▶ What is asked
Please reproduce every one of the records below word for word, line by line.

▶ Data to use
=====

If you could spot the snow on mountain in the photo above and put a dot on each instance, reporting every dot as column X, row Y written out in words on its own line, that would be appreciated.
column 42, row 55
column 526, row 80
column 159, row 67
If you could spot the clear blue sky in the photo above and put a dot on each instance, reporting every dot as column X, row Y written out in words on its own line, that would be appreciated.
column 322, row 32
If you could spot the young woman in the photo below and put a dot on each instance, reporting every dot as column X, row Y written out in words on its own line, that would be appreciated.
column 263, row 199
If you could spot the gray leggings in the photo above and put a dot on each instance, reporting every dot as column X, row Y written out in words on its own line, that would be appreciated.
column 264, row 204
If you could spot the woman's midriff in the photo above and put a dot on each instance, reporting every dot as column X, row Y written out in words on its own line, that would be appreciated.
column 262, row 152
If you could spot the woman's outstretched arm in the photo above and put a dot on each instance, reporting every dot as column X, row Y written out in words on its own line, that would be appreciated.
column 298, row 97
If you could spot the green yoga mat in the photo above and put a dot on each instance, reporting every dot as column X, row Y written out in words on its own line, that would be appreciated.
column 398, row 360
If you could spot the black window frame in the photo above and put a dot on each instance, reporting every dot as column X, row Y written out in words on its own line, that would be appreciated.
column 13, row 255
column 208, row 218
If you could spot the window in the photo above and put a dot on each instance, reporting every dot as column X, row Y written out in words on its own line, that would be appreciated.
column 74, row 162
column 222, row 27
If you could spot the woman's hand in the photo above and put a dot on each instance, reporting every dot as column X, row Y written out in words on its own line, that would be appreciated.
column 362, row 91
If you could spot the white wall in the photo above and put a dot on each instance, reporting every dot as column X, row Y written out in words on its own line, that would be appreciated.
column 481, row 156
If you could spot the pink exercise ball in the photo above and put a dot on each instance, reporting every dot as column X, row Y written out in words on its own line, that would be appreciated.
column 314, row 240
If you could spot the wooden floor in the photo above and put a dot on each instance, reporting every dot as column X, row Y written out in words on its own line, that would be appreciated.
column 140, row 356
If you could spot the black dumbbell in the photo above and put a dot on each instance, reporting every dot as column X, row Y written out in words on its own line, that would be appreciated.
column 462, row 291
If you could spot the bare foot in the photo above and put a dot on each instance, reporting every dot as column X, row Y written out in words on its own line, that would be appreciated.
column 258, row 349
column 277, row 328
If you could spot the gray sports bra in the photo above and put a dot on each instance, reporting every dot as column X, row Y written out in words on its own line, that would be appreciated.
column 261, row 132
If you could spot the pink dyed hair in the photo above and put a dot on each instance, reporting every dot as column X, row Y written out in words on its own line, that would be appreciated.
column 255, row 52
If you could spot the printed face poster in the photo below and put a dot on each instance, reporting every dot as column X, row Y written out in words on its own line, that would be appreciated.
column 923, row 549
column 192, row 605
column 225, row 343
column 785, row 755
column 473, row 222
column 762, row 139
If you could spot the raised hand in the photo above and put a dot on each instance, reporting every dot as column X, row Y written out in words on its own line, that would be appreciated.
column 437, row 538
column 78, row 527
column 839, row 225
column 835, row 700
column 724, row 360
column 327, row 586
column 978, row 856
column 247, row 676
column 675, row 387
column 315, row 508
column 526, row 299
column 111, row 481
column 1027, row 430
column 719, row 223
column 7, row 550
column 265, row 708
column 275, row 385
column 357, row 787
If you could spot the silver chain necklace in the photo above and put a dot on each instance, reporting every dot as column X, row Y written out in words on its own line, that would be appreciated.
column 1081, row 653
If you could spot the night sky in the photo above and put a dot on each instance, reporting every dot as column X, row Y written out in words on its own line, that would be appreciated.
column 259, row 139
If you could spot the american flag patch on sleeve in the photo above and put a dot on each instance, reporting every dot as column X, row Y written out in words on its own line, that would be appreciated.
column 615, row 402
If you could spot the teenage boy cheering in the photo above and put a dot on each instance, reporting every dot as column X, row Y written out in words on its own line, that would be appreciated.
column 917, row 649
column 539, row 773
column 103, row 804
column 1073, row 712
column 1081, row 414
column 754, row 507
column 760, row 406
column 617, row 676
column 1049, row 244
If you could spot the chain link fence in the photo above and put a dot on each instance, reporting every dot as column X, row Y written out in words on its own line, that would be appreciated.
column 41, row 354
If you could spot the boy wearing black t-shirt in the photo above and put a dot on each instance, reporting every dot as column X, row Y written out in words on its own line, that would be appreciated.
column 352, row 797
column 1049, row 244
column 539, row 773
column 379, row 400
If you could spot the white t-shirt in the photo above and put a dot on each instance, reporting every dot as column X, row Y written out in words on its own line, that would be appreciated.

=====

▶ Task response
If you could spot the snow on mountain in the photo above and put a dot on each instance, reporting every dot as column X, row Y written out in words on its own line, that would be appreciated.
column 42, row 55
column 526, row 80
column 159, row 67
If you could spot the clear blue sky in the photo above and put a dot on each instance, reporting every dot as column X, row Y written out in words on its own line, that would be appreciated.
column 322, row 32
If you could spot the young woman in the photo below and put a dot on each instance, reporting every dot as column X, row Y written out in words on its own line, that would be appreciated.
column 263, row 199
If you could spot the gray leggings in the photo above and put a dot on each instance, reporting every dot as column X, row Y written out in words on its own line, that would be appreciated.
column 264, row 204
If you could spot the woman's midriff in the photo above and put a dot on each instance, reporting every dot as column X, row Y written out in words on its own line, that would be appreciated.
column 262, row 152
If you could spot the woman's outstretched arm in the photo above and put a dot on each instance, reporting every dot as column X, row Y written out in words on its own line, that would be appreciated.
column 298, row 97
If you could spot the green yoga mat in the photo above and put a dot on each instance, reporting every dot as column X, row Y written out in words on its own line, that would be appreciated.
column 398, row 360
If you could spot the black window frame in the photo above and put a dot on each instance, reporting every dot as column X, row Y written out in words on its own line, that would be appreciated.
column 13, row 255
column 208, row 218
If you could spot the window in the photo above and put a dot on each instance, reporting every dot as column X, row Y written out in words on its own line, that would be appreciated.
column 74, row 162
column 222, row 27
If you could spot the woman's hand in the photo above and put a dot on each instance, reporting every dot as column X, row Y written out in words on its own line, that would be appreciated.
column 362, row 91
If you could spot the white wall in the photo above and put a dot on each instance, reporting every dot as column X, row Y written out in words on its own line, that would be appreciated.
column 481, row 156
If you could spot the pink exercise ball in the photo above and put a dot on each instance, reporting every dot as column X, row Y written out in words on its own line, that would be appreciated.
column 314, row 240
If you could spot the wooden floor in the photo above and put a dot on each instance, reporting every dot as column X, row Y written out in words on its own line, that would be appreciated.
column 140, row 356
If you could spot the black dumbbell in the photo above and put a dot on each instance, reporting every dot as column X, row Y written out in words on its own line, that would be appreciated.
column 462, row 291
If you could spot the bare foot in the photo above and put a dot on each instance, reporting every dot as column X, row Y written out in words on its own line, that would be appreciated.
column 258, row 349
column 277, row 328
If you could spot the gray sports bra in the photo above and put a dot on each instance, reporting every dot as column X, row Y written out in words on its own line, that would be appreciated.
column 261, row 132
If you could spot the pink dyed hair in the photo above and put a dot on each instance, reporting every dot as column X, row Y written out in words on its own line, that would be appreciated.
column 255, row 52
If you could spot the printed face poster in the photo below and put a dot on each instance, reporting every dot as column X, row Y written out in words on its own line, that would be appreciated.
column 923, row 549
column 192, row 605
column 225, row 343
column 785, row 755
column 473, row 222
column 762, row 139
If you could spot the raised hand in the photo above and put a dot on each instance, reporting every dot as column X, row Y written out in words on its own line, that would be appreciated.
column 437, row 538
column 78, row 527
column 839, row 225
column 835, row 700
column 724, row 360
column 327, row 586
column 978, row 856
column 247, row 676
column 675, row 387
column 315, row 508
column 526, row 299
column 111, row 481
column 1027, row 430
column 719, row 223
column 7, row 550
column 265, row 708
column 275, row 385
column 357, row 787
If you could spot the silver chain necklace in the photo above and put a dot on each instance, reporting every dot as column X, row Y written out in words on its own line, that would be appreciated.
column 1081, row 653
If you could spot the night sky in the photo above and put a dot on each instance, reporting every dot as column X, row Y written out in words on its own line, that would be appreciated.
column 259, row 139
If you could spot the american flag patch on sleeve in the photo above and put a dot on each instance, reporting every dot as column X, row Y written out in words on its own line, that would be appreciated.
column 615, row 402
If you could spot the teenage boy cheering in the photo above and put a dot on each instance, reporting every dot as column X, row Y written out in words on its own line, that would be appreciated.
column 917, row 649
column 539, row 773
column 103, row 804
column 1073, row 712
column 1081, row 414
column 754, row 507
column 760, row 406
column 617, row 676
column 1049, row 244
If you could spot the chain link fence in the photo above and put a dot on each instance, reporting every dot as column X, row Y written out in words on its own line, that would be appreciated.
column 41, row 354
If you could spot the boy wearing black t-shirt in the photo above and put a dot on each instance, reporting every dot as column X, row Y written out in words on its own line, that would be appreciated.
column 352, row 797
column 1049, row 244
column 539, row 773
column 379, row 400
If you could spot the white t-shirt in the photo above and put a dot on each instance, reporting every dot as column X, row Y written out in words on its own line, that would be appreciated.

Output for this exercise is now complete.